* START *
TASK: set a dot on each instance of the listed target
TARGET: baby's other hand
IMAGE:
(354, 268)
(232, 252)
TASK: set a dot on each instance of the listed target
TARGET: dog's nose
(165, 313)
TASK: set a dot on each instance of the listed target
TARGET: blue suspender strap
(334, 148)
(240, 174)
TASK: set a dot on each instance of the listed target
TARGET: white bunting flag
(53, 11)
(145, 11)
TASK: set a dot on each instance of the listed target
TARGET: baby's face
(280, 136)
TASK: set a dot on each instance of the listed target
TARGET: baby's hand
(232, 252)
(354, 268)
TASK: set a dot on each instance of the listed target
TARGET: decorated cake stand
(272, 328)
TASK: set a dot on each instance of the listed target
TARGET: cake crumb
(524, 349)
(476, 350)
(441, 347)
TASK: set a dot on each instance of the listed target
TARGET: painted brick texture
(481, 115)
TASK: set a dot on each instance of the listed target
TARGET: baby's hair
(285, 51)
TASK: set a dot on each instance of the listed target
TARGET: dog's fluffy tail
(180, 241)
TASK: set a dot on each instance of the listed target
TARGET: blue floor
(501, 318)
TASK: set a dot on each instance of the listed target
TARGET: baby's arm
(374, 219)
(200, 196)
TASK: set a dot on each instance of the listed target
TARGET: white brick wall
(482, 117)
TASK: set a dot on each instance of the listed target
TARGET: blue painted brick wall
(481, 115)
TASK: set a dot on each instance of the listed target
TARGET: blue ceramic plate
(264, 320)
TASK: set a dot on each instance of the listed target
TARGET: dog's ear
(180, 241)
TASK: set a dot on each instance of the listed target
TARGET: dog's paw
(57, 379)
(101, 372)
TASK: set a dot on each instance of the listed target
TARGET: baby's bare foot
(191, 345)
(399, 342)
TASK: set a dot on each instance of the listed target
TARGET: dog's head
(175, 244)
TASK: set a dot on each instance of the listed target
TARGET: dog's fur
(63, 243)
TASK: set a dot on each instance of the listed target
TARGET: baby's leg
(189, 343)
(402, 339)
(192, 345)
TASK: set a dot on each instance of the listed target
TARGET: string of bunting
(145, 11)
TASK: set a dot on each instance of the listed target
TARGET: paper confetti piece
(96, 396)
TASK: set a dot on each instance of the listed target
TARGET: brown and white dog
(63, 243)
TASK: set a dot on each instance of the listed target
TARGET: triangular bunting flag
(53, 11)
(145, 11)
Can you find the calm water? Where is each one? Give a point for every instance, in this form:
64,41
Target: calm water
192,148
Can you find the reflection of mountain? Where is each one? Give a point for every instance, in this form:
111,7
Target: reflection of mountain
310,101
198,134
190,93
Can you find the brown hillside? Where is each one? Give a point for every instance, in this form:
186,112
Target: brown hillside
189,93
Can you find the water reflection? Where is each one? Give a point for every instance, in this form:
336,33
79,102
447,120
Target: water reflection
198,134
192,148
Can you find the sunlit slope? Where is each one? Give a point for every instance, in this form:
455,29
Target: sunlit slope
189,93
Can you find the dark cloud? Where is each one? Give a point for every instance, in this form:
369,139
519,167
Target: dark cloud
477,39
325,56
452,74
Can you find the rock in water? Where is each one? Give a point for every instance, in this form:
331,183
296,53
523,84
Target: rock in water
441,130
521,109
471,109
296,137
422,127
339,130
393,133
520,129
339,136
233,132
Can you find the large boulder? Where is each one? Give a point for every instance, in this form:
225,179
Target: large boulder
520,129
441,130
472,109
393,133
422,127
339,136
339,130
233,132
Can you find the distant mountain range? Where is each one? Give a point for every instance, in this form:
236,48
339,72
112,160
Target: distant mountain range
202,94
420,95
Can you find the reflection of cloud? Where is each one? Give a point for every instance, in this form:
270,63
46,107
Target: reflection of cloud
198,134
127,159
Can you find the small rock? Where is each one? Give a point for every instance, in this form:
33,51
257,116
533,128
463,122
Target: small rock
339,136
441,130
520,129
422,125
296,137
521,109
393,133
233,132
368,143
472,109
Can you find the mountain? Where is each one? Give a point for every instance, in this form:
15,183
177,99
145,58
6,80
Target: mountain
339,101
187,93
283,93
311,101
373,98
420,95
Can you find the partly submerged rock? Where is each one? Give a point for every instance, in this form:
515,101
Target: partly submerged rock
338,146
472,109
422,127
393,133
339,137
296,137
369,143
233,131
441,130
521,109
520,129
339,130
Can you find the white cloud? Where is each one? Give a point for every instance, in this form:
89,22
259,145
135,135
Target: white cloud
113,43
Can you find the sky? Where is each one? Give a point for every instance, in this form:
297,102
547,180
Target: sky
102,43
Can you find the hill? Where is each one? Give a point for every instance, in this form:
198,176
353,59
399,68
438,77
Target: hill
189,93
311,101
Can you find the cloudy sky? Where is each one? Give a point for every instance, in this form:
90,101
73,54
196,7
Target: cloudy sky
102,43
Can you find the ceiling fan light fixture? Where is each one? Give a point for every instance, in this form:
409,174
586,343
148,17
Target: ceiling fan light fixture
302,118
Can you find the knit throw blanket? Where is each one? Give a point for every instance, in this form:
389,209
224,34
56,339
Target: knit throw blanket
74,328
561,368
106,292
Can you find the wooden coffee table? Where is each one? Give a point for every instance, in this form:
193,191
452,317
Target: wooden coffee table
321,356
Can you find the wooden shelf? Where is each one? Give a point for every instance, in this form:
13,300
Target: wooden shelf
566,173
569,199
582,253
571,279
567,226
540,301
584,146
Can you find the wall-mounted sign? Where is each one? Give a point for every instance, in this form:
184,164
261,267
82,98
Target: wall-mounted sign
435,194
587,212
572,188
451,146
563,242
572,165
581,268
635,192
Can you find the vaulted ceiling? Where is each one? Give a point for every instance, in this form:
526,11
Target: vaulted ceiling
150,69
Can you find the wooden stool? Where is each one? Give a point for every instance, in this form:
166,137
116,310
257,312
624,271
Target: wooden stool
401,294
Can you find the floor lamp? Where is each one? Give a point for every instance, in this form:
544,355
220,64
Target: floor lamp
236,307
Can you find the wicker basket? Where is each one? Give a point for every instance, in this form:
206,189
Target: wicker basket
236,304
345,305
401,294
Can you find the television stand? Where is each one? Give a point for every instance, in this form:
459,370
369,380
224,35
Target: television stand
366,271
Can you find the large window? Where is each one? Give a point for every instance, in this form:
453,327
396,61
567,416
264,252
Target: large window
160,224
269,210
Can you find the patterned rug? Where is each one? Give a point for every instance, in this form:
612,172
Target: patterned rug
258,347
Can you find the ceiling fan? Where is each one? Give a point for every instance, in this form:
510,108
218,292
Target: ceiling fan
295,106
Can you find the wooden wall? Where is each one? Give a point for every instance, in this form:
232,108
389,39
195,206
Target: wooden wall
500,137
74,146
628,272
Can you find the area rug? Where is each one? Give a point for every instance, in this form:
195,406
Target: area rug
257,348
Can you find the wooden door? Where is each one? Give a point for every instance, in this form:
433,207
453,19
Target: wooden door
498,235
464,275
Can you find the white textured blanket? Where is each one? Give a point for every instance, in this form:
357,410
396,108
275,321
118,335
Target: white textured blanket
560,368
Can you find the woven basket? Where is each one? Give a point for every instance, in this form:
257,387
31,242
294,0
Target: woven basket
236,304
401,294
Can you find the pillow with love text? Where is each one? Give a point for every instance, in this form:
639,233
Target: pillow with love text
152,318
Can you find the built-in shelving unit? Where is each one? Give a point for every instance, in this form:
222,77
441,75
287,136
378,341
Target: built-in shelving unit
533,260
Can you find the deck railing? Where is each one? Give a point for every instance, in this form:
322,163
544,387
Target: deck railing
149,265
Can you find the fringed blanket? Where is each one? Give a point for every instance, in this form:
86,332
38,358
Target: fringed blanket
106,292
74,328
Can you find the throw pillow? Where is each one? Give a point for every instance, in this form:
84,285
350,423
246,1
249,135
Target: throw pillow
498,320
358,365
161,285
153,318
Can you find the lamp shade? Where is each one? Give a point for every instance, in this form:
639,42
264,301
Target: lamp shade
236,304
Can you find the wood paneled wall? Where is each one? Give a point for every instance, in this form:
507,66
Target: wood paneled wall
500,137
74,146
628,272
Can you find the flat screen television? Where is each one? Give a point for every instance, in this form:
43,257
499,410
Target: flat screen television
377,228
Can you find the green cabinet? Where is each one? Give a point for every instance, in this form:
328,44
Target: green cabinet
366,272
* END *
* START *
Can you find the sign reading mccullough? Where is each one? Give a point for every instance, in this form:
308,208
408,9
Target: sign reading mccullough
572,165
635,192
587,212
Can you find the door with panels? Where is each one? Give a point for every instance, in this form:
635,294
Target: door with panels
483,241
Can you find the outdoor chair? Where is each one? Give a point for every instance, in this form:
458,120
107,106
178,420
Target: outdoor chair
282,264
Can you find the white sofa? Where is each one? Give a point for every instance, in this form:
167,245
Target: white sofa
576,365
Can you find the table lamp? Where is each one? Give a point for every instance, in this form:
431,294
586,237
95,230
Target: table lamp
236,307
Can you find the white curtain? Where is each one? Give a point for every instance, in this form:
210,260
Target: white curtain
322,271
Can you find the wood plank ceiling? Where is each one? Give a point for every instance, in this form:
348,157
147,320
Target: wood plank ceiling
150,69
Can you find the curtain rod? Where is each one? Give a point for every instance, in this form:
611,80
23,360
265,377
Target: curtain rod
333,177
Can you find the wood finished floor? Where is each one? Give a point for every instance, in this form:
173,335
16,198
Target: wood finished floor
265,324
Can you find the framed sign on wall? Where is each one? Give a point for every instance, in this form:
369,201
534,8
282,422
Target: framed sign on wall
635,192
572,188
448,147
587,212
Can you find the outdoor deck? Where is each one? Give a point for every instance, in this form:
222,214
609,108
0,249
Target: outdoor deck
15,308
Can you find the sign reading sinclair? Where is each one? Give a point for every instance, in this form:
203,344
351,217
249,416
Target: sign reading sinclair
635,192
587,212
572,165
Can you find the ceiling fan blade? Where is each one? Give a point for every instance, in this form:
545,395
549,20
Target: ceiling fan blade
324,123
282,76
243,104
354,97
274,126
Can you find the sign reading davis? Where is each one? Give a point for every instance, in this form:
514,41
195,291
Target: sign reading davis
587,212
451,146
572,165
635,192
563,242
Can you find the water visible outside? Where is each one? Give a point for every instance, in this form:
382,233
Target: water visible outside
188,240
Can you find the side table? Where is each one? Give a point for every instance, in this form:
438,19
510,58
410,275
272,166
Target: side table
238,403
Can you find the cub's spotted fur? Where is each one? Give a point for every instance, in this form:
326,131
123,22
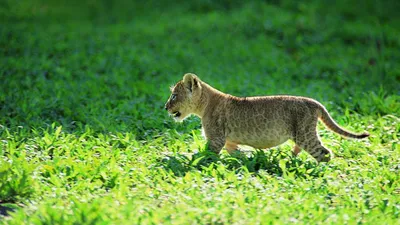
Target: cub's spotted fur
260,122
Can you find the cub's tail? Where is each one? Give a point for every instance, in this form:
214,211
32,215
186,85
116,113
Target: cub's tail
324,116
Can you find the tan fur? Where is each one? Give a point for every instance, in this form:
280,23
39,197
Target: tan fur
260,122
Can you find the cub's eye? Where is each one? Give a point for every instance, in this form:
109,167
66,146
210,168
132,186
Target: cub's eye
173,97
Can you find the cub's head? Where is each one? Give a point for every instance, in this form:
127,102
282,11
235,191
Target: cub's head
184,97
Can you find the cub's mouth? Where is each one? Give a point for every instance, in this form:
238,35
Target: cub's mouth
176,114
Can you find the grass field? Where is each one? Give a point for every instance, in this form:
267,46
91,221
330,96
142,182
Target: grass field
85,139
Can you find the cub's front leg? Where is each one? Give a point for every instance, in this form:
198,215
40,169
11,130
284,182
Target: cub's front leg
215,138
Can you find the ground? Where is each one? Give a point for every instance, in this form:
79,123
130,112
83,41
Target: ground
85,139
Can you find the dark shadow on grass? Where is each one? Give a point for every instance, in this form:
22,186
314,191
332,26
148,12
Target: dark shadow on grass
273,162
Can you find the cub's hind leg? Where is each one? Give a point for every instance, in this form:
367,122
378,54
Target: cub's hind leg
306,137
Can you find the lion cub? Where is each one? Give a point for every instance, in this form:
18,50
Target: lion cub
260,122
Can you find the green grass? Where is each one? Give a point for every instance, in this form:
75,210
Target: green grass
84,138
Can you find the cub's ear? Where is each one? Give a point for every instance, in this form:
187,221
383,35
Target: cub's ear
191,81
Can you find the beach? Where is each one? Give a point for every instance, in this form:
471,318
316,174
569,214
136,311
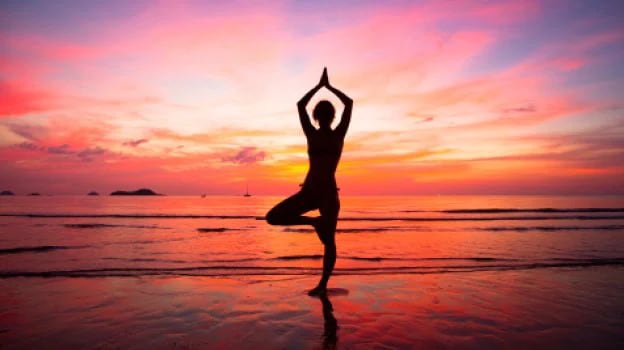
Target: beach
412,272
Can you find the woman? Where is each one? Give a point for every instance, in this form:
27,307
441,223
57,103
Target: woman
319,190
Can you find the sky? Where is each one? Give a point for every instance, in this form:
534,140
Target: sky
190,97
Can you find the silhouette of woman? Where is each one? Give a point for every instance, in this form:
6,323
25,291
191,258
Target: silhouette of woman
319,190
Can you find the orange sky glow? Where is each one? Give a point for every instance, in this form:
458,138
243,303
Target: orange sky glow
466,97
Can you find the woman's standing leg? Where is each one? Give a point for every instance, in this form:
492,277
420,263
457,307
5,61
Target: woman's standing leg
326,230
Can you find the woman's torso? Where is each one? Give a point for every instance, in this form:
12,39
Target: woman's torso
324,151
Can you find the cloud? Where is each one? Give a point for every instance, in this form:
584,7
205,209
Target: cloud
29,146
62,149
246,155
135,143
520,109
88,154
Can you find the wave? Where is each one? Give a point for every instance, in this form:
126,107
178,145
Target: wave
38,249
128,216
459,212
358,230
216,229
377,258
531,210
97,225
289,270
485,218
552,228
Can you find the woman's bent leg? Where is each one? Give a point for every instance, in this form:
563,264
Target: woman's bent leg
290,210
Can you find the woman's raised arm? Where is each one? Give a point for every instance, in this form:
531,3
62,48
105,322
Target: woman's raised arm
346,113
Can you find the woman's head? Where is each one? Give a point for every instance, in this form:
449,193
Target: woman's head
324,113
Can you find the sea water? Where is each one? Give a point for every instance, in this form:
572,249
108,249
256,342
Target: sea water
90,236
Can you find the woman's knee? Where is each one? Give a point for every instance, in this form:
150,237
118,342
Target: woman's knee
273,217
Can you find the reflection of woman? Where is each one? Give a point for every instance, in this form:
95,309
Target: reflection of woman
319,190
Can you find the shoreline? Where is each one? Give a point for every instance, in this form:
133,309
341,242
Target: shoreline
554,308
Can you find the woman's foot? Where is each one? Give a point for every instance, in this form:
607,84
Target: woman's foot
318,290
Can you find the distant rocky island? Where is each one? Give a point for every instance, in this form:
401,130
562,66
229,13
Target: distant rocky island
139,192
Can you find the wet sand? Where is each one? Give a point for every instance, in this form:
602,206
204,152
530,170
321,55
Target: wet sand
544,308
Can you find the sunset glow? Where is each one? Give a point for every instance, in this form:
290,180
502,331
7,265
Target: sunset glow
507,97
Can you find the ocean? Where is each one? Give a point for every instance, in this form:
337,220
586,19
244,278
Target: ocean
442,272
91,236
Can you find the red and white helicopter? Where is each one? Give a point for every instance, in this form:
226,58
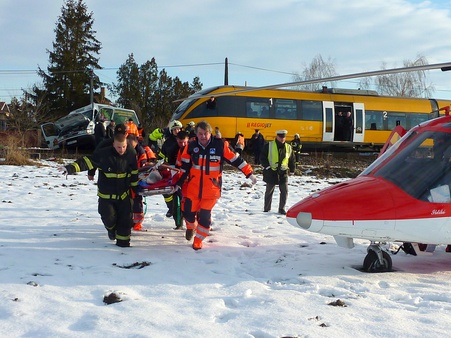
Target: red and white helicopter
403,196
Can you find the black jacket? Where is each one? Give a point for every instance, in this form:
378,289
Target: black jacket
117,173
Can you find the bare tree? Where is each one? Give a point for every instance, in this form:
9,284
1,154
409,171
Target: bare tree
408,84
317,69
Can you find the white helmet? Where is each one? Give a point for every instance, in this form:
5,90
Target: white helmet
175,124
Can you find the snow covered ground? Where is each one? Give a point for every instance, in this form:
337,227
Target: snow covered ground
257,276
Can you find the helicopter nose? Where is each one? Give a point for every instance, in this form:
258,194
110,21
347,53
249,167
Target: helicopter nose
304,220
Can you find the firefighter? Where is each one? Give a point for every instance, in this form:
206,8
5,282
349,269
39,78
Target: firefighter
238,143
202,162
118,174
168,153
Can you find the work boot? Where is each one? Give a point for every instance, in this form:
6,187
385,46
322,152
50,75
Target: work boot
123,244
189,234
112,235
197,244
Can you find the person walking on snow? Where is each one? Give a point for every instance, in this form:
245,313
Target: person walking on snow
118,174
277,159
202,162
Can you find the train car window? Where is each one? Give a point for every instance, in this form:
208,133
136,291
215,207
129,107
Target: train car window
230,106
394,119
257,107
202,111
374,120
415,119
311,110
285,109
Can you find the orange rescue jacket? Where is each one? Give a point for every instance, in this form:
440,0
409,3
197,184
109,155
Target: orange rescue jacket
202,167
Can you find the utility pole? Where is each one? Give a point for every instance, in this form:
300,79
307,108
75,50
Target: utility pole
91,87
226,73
* END *
* START *
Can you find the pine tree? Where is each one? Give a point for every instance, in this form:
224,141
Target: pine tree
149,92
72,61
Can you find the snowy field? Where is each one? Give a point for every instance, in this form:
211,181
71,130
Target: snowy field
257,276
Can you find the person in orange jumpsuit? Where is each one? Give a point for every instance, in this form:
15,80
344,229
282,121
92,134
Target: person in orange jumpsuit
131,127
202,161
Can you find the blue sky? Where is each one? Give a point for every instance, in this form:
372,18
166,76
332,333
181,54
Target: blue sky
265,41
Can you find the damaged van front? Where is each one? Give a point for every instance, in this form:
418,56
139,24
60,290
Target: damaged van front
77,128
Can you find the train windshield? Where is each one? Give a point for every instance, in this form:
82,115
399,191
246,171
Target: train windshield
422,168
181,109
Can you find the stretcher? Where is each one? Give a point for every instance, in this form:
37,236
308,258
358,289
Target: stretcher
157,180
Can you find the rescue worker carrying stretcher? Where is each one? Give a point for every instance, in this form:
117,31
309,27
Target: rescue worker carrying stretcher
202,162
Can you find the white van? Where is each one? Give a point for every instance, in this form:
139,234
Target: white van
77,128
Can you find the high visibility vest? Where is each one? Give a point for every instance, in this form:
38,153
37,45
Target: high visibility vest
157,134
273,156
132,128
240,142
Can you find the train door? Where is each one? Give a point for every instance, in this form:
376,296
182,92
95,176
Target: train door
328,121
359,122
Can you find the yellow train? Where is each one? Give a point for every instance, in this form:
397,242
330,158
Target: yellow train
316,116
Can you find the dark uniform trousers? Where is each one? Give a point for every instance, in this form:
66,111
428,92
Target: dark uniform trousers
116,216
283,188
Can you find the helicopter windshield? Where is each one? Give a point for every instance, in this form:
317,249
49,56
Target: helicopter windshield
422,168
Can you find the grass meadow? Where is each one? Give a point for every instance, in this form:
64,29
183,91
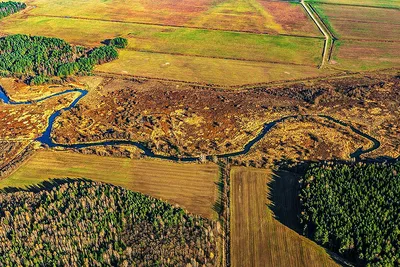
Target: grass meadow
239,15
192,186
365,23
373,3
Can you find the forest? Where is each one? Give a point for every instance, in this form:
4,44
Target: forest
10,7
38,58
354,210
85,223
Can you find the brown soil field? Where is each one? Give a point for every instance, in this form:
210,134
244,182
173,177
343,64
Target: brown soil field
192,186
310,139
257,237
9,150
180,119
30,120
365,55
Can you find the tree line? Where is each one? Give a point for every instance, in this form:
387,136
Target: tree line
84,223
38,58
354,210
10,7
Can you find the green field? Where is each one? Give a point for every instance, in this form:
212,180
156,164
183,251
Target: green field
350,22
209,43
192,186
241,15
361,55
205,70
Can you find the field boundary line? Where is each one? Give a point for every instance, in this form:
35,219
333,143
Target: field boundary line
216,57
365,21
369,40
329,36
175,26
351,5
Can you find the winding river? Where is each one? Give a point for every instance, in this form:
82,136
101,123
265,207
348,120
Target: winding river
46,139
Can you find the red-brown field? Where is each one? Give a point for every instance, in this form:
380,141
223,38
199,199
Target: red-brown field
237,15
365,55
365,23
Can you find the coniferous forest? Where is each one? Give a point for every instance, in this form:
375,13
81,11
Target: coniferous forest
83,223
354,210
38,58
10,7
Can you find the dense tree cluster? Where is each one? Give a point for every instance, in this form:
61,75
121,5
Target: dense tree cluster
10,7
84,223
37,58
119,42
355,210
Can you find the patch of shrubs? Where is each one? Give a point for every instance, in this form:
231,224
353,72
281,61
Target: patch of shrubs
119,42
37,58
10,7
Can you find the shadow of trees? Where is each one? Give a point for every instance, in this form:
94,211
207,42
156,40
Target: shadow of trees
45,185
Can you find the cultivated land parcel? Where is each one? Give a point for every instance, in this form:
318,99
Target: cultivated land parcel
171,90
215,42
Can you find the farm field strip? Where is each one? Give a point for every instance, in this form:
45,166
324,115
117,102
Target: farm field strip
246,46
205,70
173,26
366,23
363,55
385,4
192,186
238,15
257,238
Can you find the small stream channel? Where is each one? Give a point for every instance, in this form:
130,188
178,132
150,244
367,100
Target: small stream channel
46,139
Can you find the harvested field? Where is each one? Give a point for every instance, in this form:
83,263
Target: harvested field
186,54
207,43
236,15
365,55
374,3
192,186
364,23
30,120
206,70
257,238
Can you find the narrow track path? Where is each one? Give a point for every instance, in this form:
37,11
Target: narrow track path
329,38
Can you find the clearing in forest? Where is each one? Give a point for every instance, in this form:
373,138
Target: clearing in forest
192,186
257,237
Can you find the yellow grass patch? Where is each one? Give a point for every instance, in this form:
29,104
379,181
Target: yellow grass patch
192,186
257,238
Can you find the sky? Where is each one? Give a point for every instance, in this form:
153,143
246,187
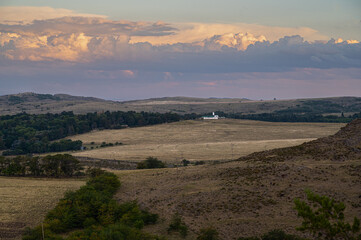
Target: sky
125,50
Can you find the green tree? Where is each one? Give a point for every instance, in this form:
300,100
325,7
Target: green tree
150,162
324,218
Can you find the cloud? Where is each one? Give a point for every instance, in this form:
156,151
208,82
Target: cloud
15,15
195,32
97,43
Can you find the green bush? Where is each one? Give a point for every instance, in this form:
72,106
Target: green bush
* END *
Task requirements:
Show each line of the records that contains the string "stool", treating uppercase and lowercase letters as different.

The reply:
Can you find the wooden stool? Where is each one? Give a point for every instance, in this form:
Target: wooden stool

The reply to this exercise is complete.